### RECORDED INFORMATION

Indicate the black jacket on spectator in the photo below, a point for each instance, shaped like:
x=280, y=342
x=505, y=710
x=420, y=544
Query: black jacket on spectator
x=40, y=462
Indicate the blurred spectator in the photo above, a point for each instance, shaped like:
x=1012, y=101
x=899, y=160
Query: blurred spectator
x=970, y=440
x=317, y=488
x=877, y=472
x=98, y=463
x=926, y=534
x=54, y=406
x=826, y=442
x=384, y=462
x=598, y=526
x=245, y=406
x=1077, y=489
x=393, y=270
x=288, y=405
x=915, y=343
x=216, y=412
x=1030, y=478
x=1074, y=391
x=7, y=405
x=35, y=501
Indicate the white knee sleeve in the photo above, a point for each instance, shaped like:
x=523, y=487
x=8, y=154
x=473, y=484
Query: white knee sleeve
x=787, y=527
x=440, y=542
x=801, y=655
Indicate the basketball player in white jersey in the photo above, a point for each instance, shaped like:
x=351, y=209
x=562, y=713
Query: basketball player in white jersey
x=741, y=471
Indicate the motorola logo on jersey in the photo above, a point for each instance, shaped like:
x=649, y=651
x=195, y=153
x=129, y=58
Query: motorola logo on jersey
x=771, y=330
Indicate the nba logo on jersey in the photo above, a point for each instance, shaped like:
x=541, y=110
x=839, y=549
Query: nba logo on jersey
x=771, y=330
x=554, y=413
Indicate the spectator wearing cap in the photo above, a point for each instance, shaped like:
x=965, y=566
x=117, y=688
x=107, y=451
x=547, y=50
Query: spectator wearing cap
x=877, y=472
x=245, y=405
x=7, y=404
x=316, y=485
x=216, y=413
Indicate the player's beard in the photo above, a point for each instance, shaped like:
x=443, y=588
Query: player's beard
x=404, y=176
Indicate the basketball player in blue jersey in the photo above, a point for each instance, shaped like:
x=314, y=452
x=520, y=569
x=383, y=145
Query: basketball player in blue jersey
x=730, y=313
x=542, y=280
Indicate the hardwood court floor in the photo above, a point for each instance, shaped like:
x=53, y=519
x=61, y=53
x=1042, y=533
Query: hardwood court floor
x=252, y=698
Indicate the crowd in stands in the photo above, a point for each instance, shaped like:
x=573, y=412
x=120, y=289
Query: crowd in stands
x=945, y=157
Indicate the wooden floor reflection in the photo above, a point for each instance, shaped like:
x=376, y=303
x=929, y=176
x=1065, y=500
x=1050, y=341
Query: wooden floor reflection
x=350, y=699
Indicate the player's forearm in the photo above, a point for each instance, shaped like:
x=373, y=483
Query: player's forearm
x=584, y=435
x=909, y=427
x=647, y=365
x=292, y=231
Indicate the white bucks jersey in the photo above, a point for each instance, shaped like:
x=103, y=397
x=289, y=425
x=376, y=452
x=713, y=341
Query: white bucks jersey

### PROBLEM TO SOLVE
Quote the lines above word for word, from the line with "Indicate the spectator" up to and including the line with "x=252, y=698".

### RIGHT ANSWER
Indicate the spectator wearing cap in the photo above, a point for each instance, shaped like:
x=965, y=566
x=117, y=688
x=107, y=451
x=547, y=50
Query: spectator wearing cap
x=877, y=472
x=245, y=405
x=7, y=404
x=316, y=485
x=216, y=413
Indicate the player's beard in the photo above, a point for each instance, shaped like:
x=443, y=588
Query: player's beard
x=404, y=176
Indicate the basketball player in blue jersey in the photo above, a point for each instance, shaped like:
x=314, y=452
x=520, y=569
x=383, y=145
Query: basketball player in blue jersey
x=730, y=313
x=542, y=280
Indicate the hardwood court floor in the photo above, a point for each instance, shaped like:
x=53, y=519
x=61, y=53
x=1042, y=533
Query: hardwood court floor
x=252, y=698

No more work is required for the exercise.